**Description of the task**
Exactly reproduce the line containing "rock formation, like" together with every line after it, through the end of the entries, and give nothing more.
====================
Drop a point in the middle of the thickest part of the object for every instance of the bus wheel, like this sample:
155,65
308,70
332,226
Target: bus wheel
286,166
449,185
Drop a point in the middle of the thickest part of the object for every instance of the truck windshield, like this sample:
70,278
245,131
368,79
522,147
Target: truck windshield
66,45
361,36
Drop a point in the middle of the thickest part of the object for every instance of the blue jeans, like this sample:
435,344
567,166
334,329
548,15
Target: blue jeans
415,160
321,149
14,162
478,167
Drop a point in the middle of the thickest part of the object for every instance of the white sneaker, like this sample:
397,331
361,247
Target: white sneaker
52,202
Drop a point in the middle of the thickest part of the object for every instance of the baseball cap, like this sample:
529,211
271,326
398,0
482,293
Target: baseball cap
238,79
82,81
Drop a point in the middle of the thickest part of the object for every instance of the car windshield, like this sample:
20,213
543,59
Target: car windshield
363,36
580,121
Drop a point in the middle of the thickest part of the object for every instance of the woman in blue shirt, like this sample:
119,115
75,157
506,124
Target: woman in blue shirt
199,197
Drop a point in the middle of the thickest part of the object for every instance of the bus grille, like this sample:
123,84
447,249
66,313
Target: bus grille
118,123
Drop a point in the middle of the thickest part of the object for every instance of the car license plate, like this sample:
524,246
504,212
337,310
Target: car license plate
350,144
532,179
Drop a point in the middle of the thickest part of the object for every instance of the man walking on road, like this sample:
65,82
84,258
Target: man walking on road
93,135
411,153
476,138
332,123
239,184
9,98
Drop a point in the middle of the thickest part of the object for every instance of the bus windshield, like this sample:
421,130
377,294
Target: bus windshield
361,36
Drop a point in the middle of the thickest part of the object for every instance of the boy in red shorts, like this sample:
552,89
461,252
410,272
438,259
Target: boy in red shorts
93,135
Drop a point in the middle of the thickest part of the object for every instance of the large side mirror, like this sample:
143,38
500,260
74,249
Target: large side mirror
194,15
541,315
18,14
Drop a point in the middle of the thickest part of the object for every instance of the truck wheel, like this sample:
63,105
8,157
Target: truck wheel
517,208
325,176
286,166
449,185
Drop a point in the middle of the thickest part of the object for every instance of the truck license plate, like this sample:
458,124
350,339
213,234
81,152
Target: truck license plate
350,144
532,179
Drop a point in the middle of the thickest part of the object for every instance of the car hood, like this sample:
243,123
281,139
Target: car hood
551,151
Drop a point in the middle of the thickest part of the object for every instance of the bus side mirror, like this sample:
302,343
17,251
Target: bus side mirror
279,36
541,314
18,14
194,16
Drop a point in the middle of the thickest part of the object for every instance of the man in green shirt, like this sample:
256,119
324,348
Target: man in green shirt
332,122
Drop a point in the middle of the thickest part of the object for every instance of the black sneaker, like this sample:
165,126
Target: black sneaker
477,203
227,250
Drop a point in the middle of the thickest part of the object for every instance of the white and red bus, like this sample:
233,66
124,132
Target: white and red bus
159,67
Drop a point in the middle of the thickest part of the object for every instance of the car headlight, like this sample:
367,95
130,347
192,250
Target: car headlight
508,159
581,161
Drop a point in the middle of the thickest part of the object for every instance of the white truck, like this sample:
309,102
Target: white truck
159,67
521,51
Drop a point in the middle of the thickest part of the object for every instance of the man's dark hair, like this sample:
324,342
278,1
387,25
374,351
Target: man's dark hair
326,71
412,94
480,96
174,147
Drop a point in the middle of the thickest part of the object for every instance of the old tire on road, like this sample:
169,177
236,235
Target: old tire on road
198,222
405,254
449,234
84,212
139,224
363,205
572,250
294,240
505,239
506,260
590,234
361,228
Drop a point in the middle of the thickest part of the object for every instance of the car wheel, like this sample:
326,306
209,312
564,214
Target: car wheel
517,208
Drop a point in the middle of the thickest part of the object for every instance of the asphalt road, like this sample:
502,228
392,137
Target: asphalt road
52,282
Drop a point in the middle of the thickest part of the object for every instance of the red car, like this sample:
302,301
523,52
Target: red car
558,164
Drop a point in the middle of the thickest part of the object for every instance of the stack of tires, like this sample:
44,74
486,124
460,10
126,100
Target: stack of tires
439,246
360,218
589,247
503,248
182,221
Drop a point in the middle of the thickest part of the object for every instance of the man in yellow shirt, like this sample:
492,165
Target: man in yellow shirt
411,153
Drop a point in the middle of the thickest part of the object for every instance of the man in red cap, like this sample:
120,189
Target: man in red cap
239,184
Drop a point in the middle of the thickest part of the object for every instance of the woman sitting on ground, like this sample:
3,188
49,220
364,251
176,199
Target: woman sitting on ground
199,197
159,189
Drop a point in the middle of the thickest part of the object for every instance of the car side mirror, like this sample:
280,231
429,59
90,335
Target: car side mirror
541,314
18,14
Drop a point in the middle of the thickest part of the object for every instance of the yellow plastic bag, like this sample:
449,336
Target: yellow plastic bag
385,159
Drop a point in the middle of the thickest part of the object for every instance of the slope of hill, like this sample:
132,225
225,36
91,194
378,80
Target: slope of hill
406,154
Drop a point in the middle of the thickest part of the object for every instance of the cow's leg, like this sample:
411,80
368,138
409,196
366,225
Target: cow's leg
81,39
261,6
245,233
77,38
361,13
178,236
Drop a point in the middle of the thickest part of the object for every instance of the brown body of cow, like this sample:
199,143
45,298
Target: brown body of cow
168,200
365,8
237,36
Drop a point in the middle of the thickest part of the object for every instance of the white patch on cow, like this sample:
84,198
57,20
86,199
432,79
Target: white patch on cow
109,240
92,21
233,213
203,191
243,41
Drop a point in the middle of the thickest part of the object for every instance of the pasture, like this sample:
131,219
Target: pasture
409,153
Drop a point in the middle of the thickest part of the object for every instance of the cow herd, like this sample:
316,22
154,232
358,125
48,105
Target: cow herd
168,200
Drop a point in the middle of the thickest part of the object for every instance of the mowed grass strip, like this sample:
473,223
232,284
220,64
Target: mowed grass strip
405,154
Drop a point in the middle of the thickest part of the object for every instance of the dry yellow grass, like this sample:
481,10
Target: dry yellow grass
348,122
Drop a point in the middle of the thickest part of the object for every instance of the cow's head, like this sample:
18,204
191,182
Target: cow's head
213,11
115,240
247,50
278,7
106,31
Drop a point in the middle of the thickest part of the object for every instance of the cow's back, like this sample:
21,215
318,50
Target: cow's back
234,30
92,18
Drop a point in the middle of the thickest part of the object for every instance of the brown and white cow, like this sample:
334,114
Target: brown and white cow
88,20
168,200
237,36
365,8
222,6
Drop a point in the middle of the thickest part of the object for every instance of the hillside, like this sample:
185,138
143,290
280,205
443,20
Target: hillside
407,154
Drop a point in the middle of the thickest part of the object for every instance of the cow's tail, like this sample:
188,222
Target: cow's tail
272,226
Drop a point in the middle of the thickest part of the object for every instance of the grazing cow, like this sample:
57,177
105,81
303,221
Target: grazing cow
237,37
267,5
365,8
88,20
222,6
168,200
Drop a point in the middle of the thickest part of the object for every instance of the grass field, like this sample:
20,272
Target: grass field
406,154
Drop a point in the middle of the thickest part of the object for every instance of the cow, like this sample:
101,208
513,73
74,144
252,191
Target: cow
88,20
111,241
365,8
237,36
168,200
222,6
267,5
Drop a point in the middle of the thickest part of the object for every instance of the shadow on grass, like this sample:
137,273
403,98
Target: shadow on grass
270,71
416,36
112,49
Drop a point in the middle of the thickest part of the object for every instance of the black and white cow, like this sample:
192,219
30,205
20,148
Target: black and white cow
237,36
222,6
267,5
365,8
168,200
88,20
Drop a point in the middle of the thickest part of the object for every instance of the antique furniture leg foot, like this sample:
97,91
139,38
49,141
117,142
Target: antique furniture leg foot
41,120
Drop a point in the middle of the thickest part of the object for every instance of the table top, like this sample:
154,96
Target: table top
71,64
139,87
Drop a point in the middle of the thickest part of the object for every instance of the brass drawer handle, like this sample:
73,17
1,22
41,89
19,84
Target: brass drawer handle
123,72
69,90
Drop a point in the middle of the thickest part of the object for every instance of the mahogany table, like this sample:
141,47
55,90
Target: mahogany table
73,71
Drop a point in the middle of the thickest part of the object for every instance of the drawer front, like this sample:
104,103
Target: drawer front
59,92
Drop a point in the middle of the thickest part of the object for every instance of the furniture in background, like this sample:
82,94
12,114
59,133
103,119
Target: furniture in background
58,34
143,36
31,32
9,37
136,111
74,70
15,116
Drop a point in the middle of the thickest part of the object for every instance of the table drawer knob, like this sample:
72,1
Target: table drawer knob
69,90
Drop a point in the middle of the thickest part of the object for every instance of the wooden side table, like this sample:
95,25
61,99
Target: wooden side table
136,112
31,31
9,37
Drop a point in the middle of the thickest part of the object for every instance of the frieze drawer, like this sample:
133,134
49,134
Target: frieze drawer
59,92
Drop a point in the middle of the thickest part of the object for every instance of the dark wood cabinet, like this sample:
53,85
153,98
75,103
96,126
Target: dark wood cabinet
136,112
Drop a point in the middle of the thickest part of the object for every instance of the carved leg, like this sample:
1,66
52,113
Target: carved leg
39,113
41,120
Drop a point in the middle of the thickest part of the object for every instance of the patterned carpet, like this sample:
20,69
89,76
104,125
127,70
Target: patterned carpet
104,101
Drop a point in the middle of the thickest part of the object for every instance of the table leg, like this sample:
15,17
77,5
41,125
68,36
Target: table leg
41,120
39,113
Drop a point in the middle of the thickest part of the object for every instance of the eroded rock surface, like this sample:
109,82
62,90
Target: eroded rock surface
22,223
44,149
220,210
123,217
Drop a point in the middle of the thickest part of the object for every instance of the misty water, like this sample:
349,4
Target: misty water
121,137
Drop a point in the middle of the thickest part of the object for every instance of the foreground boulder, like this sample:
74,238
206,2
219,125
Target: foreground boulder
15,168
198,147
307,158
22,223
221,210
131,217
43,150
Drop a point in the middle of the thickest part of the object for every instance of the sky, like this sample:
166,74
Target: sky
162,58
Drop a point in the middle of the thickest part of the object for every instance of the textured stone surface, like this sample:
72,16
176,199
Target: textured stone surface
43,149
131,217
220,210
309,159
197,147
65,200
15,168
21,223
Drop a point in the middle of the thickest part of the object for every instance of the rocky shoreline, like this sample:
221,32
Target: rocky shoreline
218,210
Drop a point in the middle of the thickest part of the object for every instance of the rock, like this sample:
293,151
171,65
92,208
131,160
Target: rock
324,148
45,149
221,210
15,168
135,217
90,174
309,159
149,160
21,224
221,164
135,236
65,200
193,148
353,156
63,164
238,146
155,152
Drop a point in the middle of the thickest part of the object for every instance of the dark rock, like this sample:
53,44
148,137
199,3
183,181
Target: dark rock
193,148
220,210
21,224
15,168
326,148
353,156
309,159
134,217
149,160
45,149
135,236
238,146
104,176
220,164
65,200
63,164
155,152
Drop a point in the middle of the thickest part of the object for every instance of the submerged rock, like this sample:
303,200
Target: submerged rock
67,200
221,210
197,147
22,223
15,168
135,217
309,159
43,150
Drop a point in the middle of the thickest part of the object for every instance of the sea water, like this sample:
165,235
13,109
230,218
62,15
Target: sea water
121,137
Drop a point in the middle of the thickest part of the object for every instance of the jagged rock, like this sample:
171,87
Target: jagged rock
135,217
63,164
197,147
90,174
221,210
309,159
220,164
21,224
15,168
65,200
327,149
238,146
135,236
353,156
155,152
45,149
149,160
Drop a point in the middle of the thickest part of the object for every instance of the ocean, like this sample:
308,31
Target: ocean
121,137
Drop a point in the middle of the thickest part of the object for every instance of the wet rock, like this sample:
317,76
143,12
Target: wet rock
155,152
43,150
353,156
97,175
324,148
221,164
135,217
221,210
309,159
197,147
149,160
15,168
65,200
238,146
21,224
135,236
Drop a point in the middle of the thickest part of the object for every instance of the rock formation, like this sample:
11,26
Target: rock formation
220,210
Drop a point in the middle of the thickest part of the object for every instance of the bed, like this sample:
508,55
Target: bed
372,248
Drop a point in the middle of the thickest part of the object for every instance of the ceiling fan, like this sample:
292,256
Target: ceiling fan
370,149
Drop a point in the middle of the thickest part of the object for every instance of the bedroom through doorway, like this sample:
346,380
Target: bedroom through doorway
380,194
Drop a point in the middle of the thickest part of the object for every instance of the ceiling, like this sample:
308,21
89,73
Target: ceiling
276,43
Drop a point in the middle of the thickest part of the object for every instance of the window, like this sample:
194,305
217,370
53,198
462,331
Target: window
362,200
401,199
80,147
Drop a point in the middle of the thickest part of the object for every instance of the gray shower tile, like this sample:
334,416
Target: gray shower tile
====================
**Output**
Drop a point in the middle of the thickest part of the object for every instance of the rock formation, like this sample:
11,26
Target: rock formation
220,210
Drop a point in the middle of the thickest part of the object for every instance of the bed, like this sample:
508,55
Target: bed
372,248
Drop a point in the middle of the thickest part of the object for every instance of the ceiling fan, like this sample:
292,256
Target: ceiling fan
370,149
Drop a point in the middle of the thickest part of the object for every instance of the bedroom through doorway, like this sample:
346,380
Target: bedroom through doorway
380,194
Drop a point in the middle of the thickest part of the object for every instance of the ceiling, like this sample:
308,21
89,73
Target: ceiling
276,43
Drop a point in the middle of the thickest part of the object for every instance of the window, like this sample:
194,305
217,370
53,198
462,331
Target: window
362,200
401,199
80,147
Drop a point in the middle of the thickest part of the object for every instance of the gray shower tile, like this sample:
334,416
Target: gray shower tile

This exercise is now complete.